[The data — start]
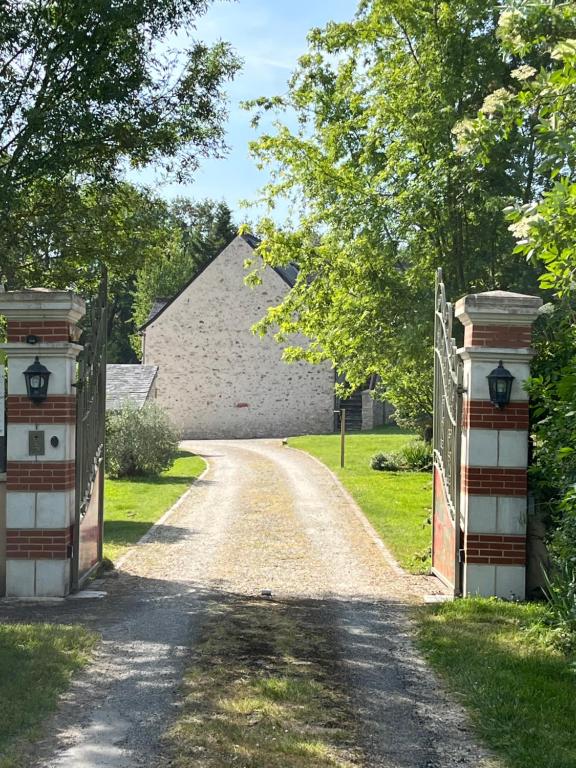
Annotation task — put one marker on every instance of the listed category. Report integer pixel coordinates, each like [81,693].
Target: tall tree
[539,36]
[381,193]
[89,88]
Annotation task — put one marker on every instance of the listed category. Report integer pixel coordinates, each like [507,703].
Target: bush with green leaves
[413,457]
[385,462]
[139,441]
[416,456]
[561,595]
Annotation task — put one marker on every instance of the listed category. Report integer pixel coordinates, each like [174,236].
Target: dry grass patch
[The data — finish]
> Task item
This exercise asks for an exact repeat of the lines from the one holding "each like [174,236]." through the end of the data above.

> Response to this task
Annotation task — put one marker on every instance of the listed category. Report integer pixel coordinates, each like [174,236].
Target: dry grass patch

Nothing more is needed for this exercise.